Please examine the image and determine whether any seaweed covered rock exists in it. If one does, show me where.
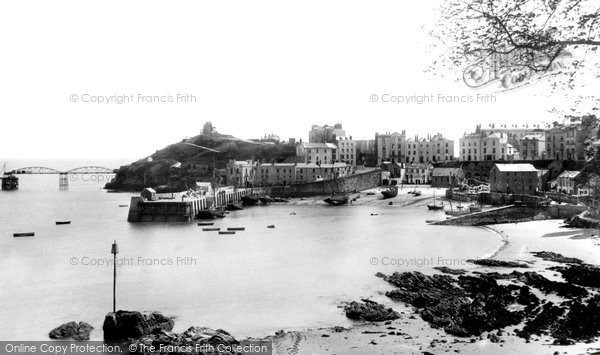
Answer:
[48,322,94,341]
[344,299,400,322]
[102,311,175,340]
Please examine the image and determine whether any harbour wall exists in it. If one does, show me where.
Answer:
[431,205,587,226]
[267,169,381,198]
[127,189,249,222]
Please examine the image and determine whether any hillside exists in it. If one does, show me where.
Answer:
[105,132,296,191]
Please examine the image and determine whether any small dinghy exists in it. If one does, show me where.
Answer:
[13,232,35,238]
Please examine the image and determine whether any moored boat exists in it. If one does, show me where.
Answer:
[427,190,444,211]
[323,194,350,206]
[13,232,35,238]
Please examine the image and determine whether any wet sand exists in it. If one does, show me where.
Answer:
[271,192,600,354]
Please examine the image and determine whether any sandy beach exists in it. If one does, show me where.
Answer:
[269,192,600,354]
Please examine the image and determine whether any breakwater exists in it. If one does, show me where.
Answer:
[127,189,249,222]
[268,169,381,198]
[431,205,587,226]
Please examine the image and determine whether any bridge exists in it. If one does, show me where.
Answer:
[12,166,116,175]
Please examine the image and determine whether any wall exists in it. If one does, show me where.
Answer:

...

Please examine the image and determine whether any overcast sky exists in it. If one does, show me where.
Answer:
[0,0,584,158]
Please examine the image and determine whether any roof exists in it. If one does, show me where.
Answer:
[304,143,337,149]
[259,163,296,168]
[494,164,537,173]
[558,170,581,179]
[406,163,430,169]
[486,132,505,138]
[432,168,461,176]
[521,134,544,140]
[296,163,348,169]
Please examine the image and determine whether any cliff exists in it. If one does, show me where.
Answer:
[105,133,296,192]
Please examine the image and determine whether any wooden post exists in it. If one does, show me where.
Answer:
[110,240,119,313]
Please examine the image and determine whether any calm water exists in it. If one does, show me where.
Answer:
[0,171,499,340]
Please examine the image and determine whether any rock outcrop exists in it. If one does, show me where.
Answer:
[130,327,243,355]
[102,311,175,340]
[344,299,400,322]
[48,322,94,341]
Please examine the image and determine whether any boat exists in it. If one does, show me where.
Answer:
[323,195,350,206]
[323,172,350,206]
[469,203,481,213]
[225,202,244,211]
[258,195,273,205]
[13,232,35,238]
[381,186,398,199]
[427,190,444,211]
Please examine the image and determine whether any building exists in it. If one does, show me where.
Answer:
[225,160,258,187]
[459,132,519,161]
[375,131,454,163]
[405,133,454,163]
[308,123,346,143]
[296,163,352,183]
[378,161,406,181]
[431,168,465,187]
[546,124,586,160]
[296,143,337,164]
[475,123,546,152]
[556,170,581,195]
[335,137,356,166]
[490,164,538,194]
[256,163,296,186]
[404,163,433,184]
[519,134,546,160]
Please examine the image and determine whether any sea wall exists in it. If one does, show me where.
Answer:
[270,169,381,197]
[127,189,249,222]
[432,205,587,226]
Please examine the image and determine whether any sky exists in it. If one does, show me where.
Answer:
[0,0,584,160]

**TASK**
Write out everything from the line containing "Please examine the image and determine whether any moored" down to the line containing "[271,192,600,354]", both included, with no changes.

**RESULT OF THIS EXERCISE**
Please examine the image and determine whether any moored boat exists in it. If one does, show me where.
Answer:
[427,190,444,211]
[323,194,350,206]
[13,232,35,238]
Please examine the image and determine whether any wet sand exists in it. If one does, show me where.
Answer:
[271,192,600,354]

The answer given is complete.